## [Aim of the task]
In the records below, find the line that contains "Note: for every instance of the dark", then transcribe it and every later line exactly, stopping at the final line.

━━━

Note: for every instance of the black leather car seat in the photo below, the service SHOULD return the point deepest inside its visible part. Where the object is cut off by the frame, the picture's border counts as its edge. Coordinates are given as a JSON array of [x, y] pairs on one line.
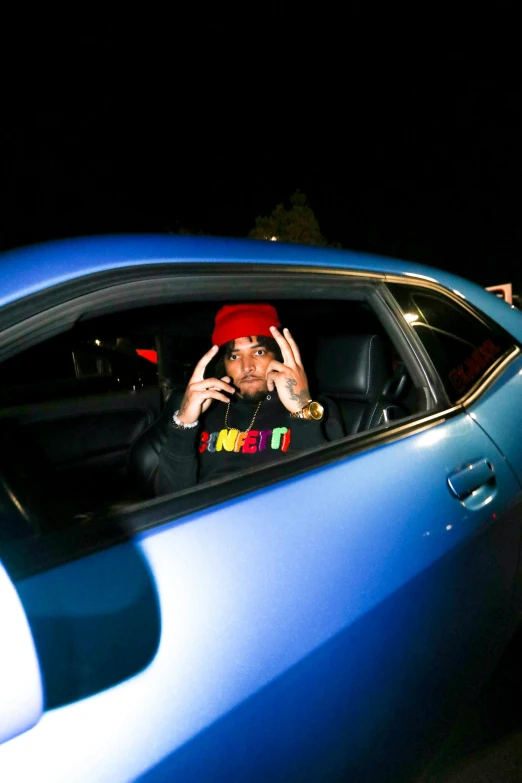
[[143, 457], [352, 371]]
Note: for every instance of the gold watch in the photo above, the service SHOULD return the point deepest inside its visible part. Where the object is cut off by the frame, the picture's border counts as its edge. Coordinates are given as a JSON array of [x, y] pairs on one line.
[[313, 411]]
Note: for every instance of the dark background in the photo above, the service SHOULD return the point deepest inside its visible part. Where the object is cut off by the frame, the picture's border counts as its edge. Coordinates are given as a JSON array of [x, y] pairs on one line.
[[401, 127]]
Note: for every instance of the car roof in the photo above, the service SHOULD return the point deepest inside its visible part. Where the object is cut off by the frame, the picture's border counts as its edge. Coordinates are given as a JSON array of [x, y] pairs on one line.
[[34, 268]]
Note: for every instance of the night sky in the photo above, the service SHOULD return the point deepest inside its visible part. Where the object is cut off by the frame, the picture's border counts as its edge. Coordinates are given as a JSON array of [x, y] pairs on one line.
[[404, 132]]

━━━

## [The answer]
Note: for every instance of the dark background in the photo above, the service SHOULD return the point deepest inside its visible part. Where the object is cut off by the frame, the picture's border counts as its edge. Coordinates are given as a JSON array of [x, y] pairs on one line.
[[401, 127]]
Note: for every instance of the car roof in the photo above, the service SHOULD return the point deepest inside its visible part. Where the object is cut off by the frame, the picture's border counts as its edge. Coordinates are given as a JSON array of [x, y] pairs on one line.
[[34, 268]]
Note: for every instance of the night sky in the photo above, the service SHOULD return the point deepest inside its visible part. Where the object is cut off by the frame, the picture's border counts as its edge. Coordinates are given as a JSON array of [x, y] pairs on one line.
[[404, 132]]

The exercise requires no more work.